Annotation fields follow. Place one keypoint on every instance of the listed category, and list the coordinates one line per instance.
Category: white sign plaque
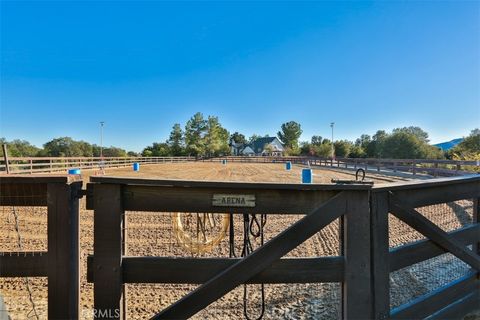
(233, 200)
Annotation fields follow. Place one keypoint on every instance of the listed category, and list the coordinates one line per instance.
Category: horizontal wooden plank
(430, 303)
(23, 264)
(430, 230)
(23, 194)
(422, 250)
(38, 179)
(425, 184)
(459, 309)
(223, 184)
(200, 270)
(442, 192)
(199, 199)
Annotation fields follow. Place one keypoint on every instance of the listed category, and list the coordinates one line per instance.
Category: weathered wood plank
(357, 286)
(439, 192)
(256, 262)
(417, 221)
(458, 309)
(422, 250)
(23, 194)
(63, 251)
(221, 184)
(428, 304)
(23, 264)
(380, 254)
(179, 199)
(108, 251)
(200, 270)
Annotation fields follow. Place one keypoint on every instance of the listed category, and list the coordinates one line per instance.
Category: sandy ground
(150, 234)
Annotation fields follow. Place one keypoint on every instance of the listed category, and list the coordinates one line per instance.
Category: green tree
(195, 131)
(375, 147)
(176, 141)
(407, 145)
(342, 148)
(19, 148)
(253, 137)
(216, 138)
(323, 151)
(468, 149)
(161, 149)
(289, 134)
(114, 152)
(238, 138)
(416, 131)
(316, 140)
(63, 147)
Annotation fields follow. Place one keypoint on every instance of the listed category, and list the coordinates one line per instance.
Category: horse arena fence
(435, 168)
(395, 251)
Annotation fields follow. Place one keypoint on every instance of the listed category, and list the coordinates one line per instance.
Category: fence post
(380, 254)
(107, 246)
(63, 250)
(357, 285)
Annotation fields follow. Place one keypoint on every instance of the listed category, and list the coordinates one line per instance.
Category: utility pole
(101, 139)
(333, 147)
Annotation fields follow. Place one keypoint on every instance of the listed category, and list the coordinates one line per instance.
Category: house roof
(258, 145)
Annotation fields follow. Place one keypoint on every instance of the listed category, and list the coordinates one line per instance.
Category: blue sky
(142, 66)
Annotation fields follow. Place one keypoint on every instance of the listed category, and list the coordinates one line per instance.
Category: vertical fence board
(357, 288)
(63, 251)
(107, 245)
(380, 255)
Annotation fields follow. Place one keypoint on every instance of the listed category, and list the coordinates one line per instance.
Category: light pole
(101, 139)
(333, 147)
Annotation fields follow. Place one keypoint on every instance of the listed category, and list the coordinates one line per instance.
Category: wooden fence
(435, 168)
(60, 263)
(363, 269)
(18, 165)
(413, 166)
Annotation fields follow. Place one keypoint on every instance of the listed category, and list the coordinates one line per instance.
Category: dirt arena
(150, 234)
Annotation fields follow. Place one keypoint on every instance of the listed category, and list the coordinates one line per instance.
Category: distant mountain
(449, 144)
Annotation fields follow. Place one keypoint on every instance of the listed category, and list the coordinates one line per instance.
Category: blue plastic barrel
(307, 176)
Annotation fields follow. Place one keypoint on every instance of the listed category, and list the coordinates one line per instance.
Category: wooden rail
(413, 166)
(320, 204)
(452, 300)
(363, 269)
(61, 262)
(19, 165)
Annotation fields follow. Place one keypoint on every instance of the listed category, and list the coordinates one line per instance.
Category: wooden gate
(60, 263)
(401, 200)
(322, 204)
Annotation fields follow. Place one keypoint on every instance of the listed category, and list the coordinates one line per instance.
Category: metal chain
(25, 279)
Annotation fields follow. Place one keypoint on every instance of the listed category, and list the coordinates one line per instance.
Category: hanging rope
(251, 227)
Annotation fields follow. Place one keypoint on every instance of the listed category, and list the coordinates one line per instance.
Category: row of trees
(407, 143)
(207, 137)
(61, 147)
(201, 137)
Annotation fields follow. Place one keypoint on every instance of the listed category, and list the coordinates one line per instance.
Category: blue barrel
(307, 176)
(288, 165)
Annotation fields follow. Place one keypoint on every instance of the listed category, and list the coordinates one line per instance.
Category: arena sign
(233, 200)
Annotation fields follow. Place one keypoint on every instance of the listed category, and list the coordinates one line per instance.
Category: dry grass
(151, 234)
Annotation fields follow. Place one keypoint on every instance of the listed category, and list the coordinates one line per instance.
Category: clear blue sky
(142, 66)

───

__ARBEITSAUFTRAG__
Wie viele Zeilen der Datensätze oben enthalten die Zeichenfolge „barrel“, wenn Groß- und Kleinschreibung beachtet wird? Gib nur die Zahl an.

__ERLEDIGTE AUFGABE__
2